> FRAGMENT ŹRÓDŁOWY

——————

Luksus w kurnikach - jajka po złotówce!


Luksus w kurnikach - jajka po złotówce!
2012-01-12
Intymność, spokój i umeblowane, wygodne klatki dla kur – w konsekwencji jajka nawet po złotówce. Unia domaga się „ludzkich” warunków do hodowli ptactwa. Producenci zaciągają kredyty i ograniczają podaż.

Producenci zaciągają kredyty i ograniczają podaż. W tym roku spadnie produkcja jaj, bo wielu producentów nie ulepszyło jeszcze, zgodnie z wymogami Unii Europejskiej, klatek dla kur. Właściciele niektórych ferm mogą mieć kłopoty ze sfinansowaniem inwestycji, bo wymiana klatek zbiegła się z trudnym czasem nie tylko dla branży, ale całej gospodarki. Jajka w sklepach będą więc dużo droższe. Średnio o 30 procent, ale niewykluczone, że duże sztuki mogą kosztować nawet złotówkę.

——————

> ZAPISANE WIERSZE
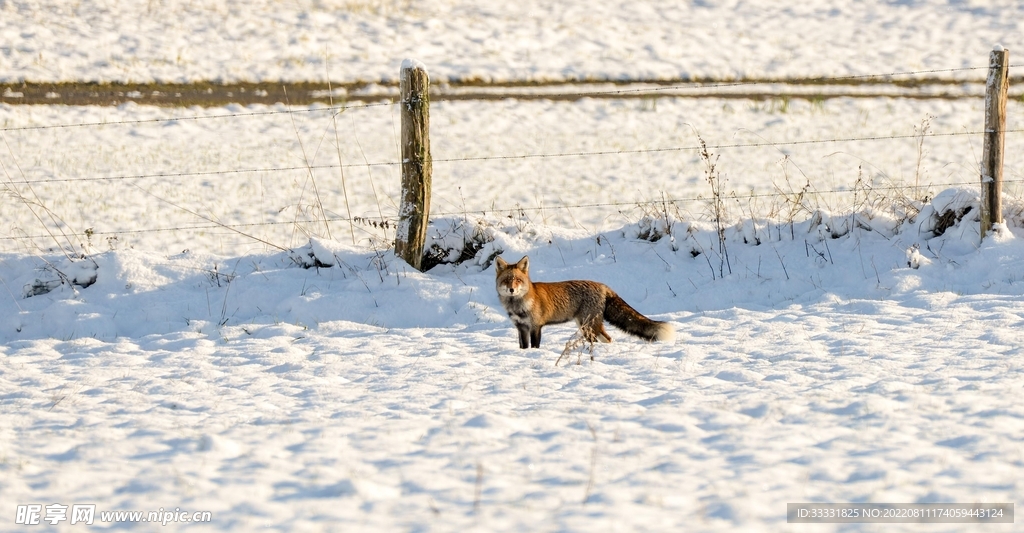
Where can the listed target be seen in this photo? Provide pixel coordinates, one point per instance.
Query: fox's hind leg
(592, 329)
(524, 336)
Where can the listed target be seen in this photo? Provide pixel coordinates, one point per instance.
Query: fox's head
(512, 280)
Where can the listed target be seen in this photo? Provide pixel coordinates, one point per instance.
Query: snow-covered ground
(365, 395)
(366, 40)
(850, 356)
(134, 183)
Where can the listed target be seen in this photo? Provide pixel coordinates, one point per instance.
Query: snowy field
(854, 343)
(539, 40)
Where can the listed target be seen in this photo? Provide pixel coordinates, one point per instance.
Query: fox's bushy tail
(621, 315)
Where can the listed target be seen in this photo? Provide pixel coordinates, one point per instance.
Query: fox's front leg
(524, 336)
(535, 338)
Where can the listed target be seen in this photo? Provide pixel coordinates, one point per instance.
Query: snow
(366, 40)
(858, 346)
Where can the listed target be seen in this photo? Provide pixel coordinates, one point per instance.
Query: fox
(532, 305)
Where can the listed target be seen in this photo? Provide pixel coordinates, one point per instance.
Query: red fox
(534, 305)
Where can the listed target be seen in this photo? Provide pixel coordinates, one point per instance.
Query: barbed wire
(686, 85)
(392, 220)
(305, 168)
(311, 108)
(799, 81)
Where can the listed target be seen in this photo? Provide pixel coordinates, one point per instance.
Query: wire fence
(13, 183)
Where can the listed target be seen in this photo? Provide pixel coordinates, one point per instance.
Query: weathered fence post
(995, 127)
(416, 164)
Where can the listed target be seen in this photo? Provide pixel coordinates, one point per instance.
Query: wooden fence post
(995, 127)
(416, 164)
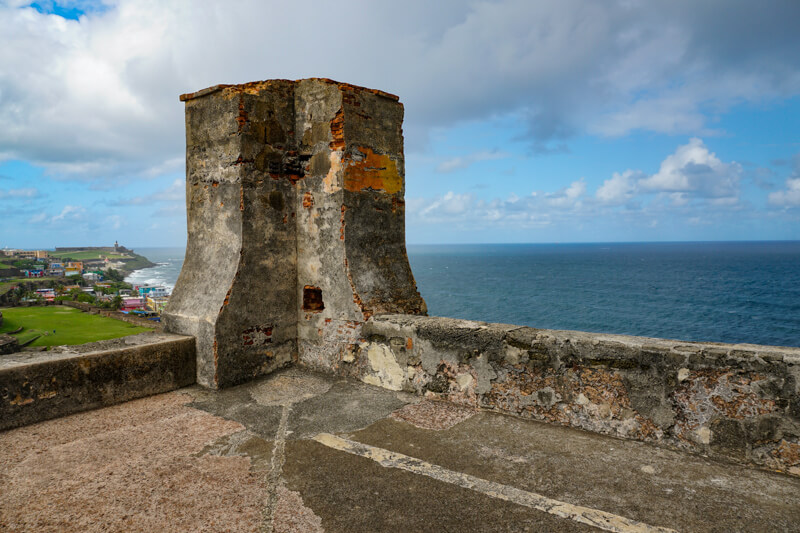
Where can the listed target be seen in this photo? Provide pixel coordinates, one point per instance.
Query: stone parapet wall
(736, 402)
(37, 386)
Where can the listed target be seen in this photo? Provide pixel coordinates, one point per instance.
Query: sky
(525, 120)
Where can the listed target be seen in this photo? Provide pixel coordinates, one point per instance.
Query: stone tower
(296, 225)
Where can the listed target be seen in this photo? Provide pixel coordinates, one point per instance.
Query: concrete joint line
(274, 479)
(584, 515)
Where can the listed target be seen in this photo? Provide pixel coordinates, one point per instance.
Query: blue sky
(525, 121)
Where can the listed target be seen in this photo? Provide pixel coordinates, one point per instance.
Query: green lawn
(71, 325)
(85, 256)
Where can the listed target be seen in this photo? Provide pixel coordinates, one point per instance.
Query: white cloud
(569, 196)
(175, 192)
(789, 197)
(69, 214)
(25, 192)
(450, 204)
(114, 221)
(96, 99)
(620, 188)
(693, 168)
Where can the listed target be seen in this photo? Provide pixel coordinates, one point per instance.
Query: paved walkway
(305, 452)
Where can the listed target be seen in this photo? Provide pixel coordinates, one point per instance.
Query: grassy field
(57, 325)
(87, 255)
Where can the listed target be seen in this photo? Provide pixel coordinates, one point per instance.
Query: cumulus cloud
(693, 168)
(620, 188)
(23, 192)
(96, 98)
(789, 196)
(462, 162)
(692, 172)
(450, 204)
(173, 193)
(568, 196)
(69, 214)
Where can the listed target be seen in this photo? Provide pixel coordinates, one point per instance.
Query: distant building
(74, 268)
(132, 303)
(32, 254)
(152, 290)
(156, 303)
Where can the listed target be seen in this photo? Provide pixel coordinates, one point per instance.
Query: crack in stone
(274, 478)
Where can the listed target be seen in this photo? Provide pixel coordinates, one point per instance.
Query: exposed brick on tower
(290, 184)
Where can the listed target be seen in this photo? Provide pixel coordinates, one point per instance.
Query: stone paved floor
(305, 452)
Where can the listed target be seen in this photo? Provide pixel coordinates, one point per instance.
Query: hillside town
(93, 275)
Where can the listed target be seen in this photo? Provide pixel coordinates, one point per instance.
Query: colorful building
(156, 303)
(132, 303)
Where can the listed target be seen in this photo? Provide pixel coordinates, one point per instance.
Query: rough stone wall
(296, 225)
(736, 402)
(43, 385)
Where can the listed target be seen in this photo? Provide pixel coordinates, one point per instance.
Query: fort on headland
(296, 258)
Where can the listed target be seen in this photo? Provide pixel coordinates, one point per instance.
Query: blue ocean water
(719, 291)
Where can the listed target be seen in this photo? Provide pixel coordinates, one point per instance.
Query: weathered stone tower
(296, 225)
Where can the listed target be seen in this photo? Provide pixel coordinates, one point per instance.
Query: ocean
(717, 291)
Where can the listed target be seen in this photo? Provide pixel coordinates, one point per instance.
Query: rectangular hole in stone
(312, 299)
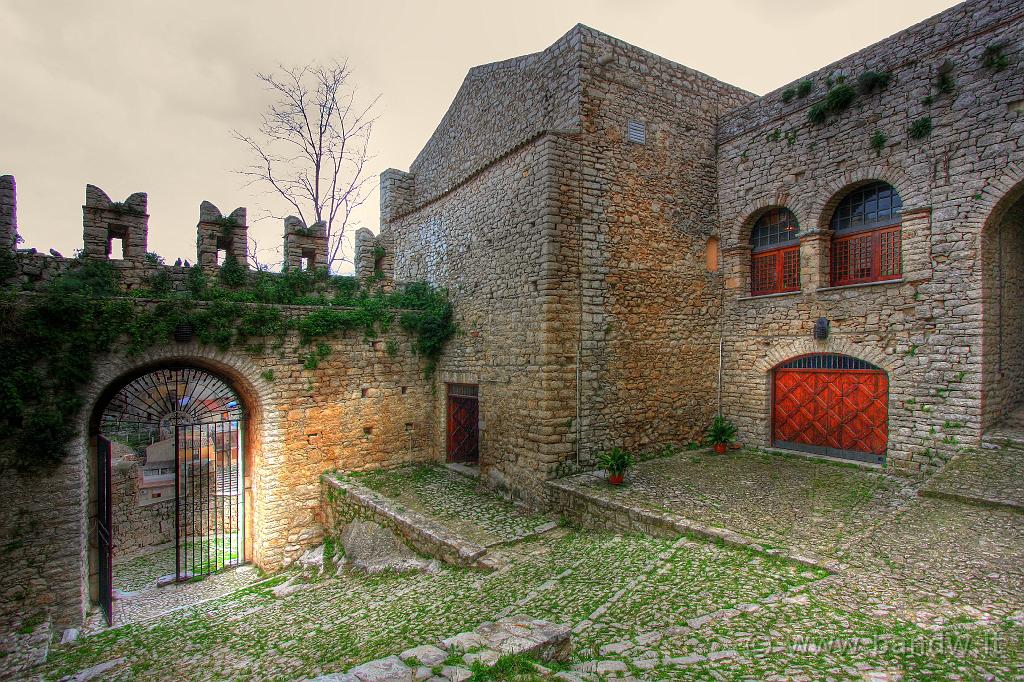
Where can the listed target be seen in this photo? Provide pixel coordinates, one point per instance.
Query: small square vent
(636, 131)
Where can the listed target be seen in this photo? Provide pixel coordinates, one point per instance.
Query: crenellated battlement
(219, 236)
(118, 231)
(112, 227)
(305, 248)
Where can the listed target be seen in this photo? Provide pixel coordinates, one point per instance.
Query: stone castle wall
(650, 305)
(366, 405)
(136, 527)
(483, 242)
(925, 330)
(634, 295)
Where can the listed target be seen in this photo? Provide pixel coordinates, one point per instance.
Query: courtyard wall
(926, 329)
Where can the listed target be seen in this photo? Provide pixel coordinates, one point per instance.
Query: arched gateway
(833, 405)
(182, 428)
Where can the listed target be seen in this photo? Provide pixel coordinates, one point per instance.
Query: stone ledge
(541, 640)
(625, 517)
(349, 500)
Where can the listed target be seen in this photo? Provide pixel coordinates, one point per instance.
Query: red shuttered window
(775, 260)
(870, 256)
(775, 271)
(866, 245)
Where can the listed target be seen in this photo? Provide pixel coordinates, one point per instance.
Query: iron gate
(184, 427)
(463, 423)
(104, 510)
(210, 498)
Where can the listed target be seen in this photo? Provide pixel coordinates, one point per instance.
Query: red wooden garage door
(832, 405)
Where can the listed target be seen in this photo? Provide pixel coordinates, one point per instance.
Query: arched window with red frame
(775, 253)
(866, 239)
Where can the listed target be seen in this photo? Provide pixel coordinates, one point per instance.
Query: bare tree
(311, 147)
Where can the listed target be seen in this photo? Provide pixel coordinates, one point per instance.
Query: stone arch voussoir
(781, 352)
(828, 197)
(739, 232)
(242, 374)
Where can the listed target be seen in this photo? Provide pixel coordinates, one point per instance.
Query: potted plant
(721, 433)
(615, 461)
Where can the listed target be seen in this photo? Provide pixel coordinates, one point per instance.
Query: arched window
(775, 255)
(866, 236)
(711, 255)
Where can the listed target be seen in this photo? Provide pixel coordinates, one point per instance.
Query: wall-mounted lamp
(821, 329)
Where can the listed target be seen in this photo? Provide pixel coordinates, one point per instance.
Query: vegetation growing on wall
(838, 100)
(50, 342)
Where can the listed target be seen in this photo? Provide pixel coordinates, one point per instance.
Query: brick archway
(739, 233)
(115, 371)
(1000, 264)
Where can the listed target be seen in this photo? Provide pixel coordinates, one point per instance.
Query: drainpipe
(721, 344)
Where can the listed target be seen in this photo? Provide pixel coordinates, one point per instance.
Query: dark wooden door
(463, 423)
(828, 410)
(103, 521)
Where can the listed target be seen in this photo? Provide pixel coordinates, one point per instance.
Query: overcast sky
(140, 96)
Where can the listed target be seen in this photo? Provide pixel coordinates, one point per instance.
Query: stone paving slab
(992, 475)
(784, 502)
(930, 589)
(456, 501)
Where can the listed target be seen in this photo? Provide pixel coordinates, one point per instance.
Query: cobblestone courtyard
(929, 589)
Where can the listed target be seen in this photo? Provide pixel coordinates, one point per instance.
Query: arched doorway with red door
(832, 405)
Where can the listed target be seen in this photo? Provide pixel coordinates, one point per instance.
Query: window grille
(866, 244)
(826, 361)
(775, 261)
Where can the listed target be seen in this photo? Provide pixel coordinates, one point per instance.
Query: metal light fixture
(821, 329)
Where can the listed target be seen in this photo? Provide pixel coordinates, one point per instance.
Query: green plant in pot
(615, 461)
(720, 433)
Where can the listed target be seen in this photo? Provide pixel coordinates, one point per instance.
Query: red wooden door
(832, 405)
(463, 423)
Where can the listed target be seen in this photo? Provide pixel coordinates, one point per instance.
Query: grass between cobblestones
(454, 500)
(568, 577)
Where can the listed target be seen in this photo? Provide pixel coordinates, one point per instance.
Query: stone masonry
(367, 405)
(573, 202)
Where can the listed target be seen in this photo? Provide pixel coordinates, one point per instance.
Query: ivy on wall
(49, 342)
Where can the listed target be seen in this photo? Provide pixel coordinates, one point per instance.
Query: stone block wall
(1003, 353)
(925, 330)
(305, 248)
(344, 501)
(136, 528)
(216, 232)
(8, 213)
(105, 220)
(366, 406)
(483, 243)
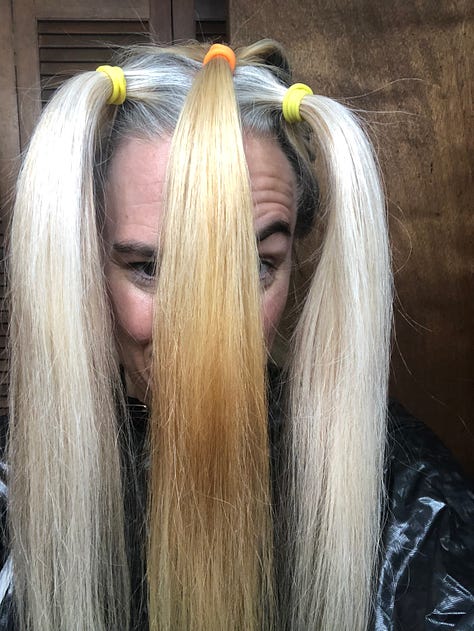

——————

> ZADANIE DO WYKONANIA
O ile procent średnio mają zdrożeć jajka w sklepach według tekstu o cenach jajek? Korzystaj wyłącznie z tekstu o cenach jajek.

> ODPOWIEDŹ PISEMNA
Średnio o 30 procent.